Please return the article on the Quantum Long Term Equity fund below word for word, in full.
━━━ Text block
It was relegated to an also-ran during the go-go days of 2014 and early 2015 but came back roaring after that. Quantum Long Term Equity is now among the top performing large-cap funds with a neat 27 per cent return over the past year, way above the nearly 17 per cent return of its benchmark Sensex (Total Return Index). The fund is no stranger to being out of the market’s favour before staging a comeback. Its value investing conviction and not giving in to momentum calls has seen the fund beat the benchmark and peers over long periods, though it could lag in the short term.

Cash calls

Unlike many peers, Quantum Long Term Equity does not shy away from taking big cash calls when it perceives the market to be expensive. Nearly a third of its corpus was deployed in cash and equivalents during the second half of 2014, and this was gradually deployed into equities during the ensuing market correction. This yielded rich dividends. Of late too, the fund has been upping its cash quotient. From around 7 per cent in January 2016 to under 3 per cent in April 2016, cash and equivalents now form almost 12 per cent of the portfolio. Equity exposure has fallen from more than 92 per cent of the corpus to about 88 per cent now. This remains predominantly in large-cap stocks, as always. Also, the fund’s debt exposure remains negligible.

Value focus

In keeping with its value focus, the fund keeps away from traditional defensives such as FMCG and pharma stocks that trade at mighty valuations. An exception was made last year when the beaten-down pharma major Cipla was added to the portfolio. This has paid off well with the stock rallying smartly from the lows of last year. The fund was stocking up on the not-too costly software stocks from 2015 until early 2016 but then has pared its stake to less than 13 per cent from more than 16 per cent a year ago.
━━━━━━
━━━ Data extract
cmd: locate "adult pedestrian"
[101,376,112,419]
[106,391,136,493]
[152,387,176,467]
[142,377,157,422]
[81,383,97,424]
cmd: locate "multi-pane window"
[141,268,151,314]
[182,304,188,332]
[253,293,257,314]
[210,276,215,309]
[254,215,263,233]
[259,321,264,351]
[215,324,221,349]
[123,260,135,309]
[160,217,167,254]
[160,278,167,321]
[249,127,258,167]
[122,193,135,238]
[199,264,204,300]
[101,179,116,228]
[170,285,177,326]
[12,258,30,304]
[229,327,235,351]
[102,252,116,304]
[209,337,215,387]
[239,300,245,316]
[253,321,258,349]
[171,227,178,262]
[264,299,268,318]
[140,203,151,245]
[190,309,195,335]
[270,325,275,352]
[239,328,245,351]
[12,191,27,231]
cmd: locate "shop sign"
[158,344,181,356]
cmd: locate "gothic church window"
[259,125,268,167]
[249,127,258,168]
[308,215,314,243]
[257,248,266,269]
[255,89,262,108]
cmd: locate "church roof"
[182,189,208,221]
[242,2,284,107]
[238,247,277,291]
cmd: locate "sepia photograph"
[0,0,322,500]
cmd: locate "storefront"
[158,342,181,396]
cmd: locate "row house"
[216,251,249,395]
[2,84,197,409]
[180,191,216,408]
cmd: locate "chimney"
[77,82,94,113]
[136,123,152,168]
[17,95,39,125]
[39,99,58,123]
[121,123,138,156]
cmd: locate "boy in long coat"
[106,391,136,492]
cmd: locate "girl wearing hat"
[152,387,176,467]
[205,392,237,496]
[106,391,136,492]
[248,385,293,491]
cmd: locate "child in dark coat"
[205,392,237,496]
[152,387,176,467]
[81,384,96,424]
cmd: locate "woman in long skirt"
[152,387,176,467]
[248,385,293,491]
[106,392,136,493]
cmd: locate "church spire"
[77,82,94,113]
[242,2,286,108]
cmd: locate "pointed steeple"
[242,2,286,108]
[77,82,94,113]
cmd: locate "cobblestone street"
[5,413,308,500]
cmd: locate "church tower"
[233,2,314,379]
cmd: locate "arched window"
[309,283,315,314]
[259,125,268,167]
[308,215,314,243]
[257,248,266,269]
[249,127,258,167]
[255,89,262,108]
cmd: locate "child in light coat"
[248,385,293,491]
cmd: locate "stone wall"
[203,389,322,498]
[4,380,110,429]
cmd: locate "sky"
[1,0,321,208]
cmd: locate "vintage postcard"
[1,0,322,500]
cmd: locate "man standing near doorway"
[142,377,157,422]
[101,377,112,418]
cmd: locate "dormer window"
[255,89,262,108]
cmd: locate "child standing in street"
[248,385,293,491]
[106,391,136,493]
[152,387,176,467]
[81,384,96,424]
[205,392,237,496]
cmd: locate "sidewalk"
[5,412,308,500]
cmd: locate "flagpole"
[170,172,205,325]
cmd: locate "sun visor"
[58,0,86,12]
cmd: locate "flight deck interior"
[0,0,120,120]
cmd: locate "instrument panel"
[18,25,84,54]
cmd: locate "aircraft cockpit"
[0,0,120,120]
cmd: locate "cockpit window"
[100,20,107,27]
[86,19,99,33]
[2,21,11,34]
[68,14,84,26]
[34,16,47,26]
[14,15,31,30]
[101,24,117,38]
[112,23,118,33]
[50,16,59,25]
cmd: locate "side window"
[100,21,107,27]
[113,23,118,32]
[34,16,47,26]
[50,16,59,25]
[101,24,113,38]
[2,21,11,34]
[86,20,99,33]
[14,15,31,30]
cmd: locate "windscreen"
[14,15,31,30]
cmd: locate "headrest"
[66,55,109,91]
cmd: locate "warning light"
━━━━━━
▶ _Written solution_:
It was relegated to an also-ran during the go-go days of 2014 and early 2015 but came back roaring after that. Quantum Long Term Equity is now among the top performing large-cap funds with a neat 27 per cent return over the past year, way above the nearly 17 per cent return of its benchmark Sensex (Total Return Index). The fund is no stranger to being out of the market’s favour before staging a comeback. Its value investing conviction and not giving in to momentum calls has seen the fund beat the benchmark and peers over long periods, though it could lag in the short term.

Cash calls

Unlike many peers, Quantum Long Term Equity does not shy away from taking big cash calls when it perceives the market to be expensive. Nearly a third of its corpus was deployed in cash and equivalents during the second half of 2014, and this was gradually deployed into equities during the ensuing market correction. This yielded rich dividends. Of late too, the fund has been upping its cash quotient. From around 7 per cent in January 2016 to under 3 per cent in April 2016, cash and equivalents now form almost 12 per cent of the portfolio. Equity exposure has fallen from more than 92 per cent of the corpus to about 88 per cent now. This remains predominantly in large-cap stocks, as always. Also, the fund’s debt exposure remains negligible.

Value focus

In keeping with its value focus, the fund keeps away from traditional defensives such as FMCG and pharma stocks that trade at mighty valuations. An exception was made last year when the beaten-down pharma major Cipla was added to the portfolio. This has paid off well with the stock rallying smartly from the lows of last year. The fund was stocking up on the not-too costly software stocks from 2015 until early 2016 but then has pared its stake to less than 13 per cent from more than 16 per cent a year ago.